◆ Instructions to follow: Rewrite the items below with "mark every instance" replaced by "mark each instance" wherever it appears, changing nothing else and leaving out the pictures.

== Material supplied

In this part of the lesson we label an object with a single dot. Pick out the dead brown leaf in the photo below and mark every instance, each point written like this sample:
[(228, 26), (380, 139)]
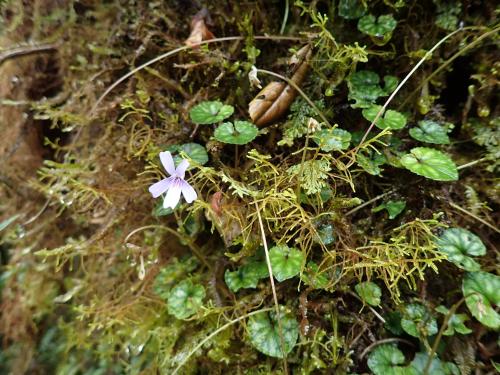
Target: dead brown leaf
[(273, 101), (199, 29)]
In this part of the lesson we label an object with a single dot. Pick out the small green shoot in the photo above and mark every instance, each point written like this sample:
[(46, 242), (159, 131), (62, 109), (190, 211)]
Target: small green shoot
[(437, 367), (482, 292), (264, 335), (369, 292), (459, 245), (285, 261), (325, 235), (455, 322), (240, 133), (387, 359), (391, 119), (417, 321), (430, 132), (334, 139), (393, 208), (185, 299), (364, 87), (352, 9), (210, 112), (371, 164), (430, 163), (313, 277), (246, 276), (380, 28)]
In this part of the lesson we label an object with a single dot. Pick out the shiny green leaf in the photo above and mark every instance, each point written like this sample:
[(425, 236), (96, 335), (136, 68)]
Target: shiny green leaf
[(430, 163), (210, 112), (459, 245), (482, 292), (264, 334), (240, 133)]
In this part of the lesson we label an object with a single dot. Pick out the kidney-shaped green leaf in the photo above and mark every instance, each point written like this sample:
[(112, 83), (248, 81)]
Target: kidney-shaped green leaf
[(351, 9), (430, 163), (391, 119), (430, 132), (482, 291), (240, 133), (378, 27), (455, 322), (210, 112), (417, 321), (387, 359), (393, 208), (246, 276), (285, 261), (332, 139), (185, 299), (263, 330), (459, 245), (369, 292)]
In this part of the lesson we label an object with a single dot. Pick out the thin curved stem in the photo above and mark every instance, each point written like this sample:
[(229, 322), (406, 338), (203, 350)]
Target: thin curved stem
[(215, 333), (402, 83), (275, 296), (196, 251), (448, 62), (173, 52), (491, 226), (285, 17)]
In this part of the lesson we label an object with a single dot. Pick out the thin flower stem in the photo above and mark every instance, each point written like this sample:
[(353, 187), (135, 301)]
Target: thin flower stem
[(215, 333), (368, 202), (467, 165), (275, 296), (403, 82), (285, 17), (474, 216), (192, 246), (449, 61), (384, 341)]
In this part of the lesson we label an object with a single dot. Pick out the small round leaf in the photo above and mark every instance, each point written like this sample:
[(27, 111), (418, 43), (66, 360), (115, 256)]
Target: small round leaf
[(387, 360), (481, 291), (240, 133), (391, 119), (459, 245), (263, 330), (196, 152), (417, 321), (369, 292), (430, 163), (185, 299), (246, 276), (380, 27), (393, 208), (286, 262), (210, 112), (313, 277), (430, 132), (455, 322), (334, 139), (351, 9)]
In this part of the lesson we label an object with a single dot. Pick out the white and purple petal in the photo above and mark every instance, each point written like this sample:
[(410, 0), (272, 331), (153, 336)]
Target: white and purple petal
[(188, 192), (173, 194), (160, 187), (181, 168), (168, 162)]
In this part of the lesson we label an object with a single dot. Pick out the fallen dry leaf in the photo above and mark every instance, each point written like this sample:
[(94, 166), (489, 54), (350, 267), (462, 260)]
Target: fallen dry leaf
[(275, 99), (199, 29)]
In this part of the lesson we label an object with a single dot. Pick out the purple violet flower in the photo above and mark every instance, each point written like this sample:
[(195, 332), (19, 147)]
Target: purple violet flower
[(173, 185)]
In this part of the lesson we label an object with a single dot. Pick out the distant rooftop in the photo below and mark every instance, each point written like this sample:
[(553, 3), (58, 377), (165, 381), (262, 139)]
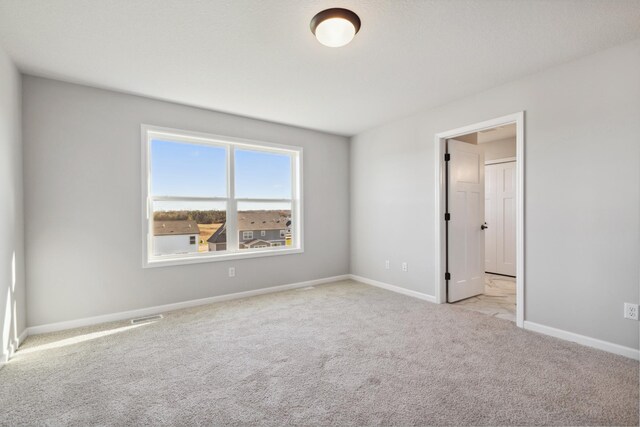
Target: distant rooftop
[(262, 220), (166, 228)]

====

◆ Output of the task:
In this part of the lesson we label an object with a single dot. Pick out the dead brown leaf in the photo below and mark each instance, each point written like this sample:
[(228, 26), (380, 139)]
Target: dead brown leaf
[(273, 101), (199, 29)]
In this part of the lesson we label an object with a single dot. Pick out the small green shoot in the photo above and mark each instance, each point written like this sample:
[(46, 242), (159, 131), (62, 109), (190, 211)]
Target: small green shoot
[(437, 367), (482, 292), (264, 335), (369, 292), (459, 245), (285, 261), (325, 235), (455, 322), (240, 133), (387, 359), (391, 119), (417, 321), (430, 132), (334, 139), (393, 208), (185, 299), (364, 87), (352, 9), (210, 112), (371, 164), (430, 163), (313, 277), (246, 276), (380, 28)]
In this part of the lesson we label an object with a single dot. Pick out the shiny green leaf in the photo above and mark each instance, each point written like this sample:
[(425, 236), (96, 335), (136, 68)]
Target: shiny green leaf
[(430, 163), (210, 112), (459, 245), (482, 292), (264, 334), (240, 133)]
In this part of the lesson we label an object with a single dot. Pick out the kidney-shaped green leaf in the photo above and mark each instance, each point written like this sample:
[(112, 83), (248, 81)]
Target: kidney-shaped green leaf
[(351, 9), (430, 163), (391, 119), (430, 132), (482, 291), (240, 133), (378, 27), (455, 322), (210, 112), (417, 321), (387, 359), (393, 208), (246, 276), (285, 261), (332, 139), (185, 299), (263, 330), (459, 245), (369, 292)]
In this part of the lesson we label an object with a single dot. Pick out the thin curved stem in the photo above and mark each instance, each point written like this sample:
[(229, 322), (406, 338), (203, 350)]
Target: thin curved stem
[(215, 333), (402, 83), (275, 296), (196, 251), (448, 62), (173, 52), (491, 226), (285, 17)]
In this part of the lesson we label an object with a single dot. Pick out the thin flower stem in the photo above and mark each instance, each point written like this sample:
[(353, 187), (135, 301)]
Target: thin flower stem
[(215, 333), (368, 202), (467, 165), (275, 296), (403, 82), (285, 17), (474, 216), (192, 246), (449, 61), (384, 341)]
In this part of the lesson we label an object with a single dot. Pick out the small round leaf in the photo above and mark each instance, each point written like this sample:
[(27, 111), (418, 43), (66, 360), (115, 256)]
Target: small round leaf
[(387, 360), (481, 291), (240, 133), (391, 119), (459, 245), (263, 330), (196, 152), (417, 321), (369, 292), (430, 163), (185, 299), (246, 276), (380, 27), (393, 208), (286, 262), (210, 112), (313, 277), (430, 132), (455, 322), (334, 139), (351, 9)]
In this part of the lesson we label an object with a single dot. Pick out the white and purple petal in the photo above and mark each instance, each point written like this sample:
[(410, 0), (272, 331), (153, 336)]
Target: white and purple petal
[(188, 192), (173, 194), (160, 187), (181, 168), (168, 162)]
In this part of the lesson we label an object with a single dot. Pick out the fallen dry leaf in the photo above and mark each instance, each point written like this sample:
[(94, 166), (489, 54), (350, 267), (462, 260)]
Target: fallen dry leaf
[(275, 99), (199, 29)]
In this part of the lesson we label an object with a single dot. Pick out the purple violet flower in the photo above and mark each instance, each point written like this sample:
[(195, 332), (19, 147)]
Target: purple violet flower
[(173, 185)]
In this part of the lesson we label an object with a single dot. Pick out the distant rooftop in the photo below and mark each instance, each point written like this sample:
[(553, 3), (58, 377), (165, 381), (262, 139)]
Target: distant rooftop
[(262, 220), (166, 228)]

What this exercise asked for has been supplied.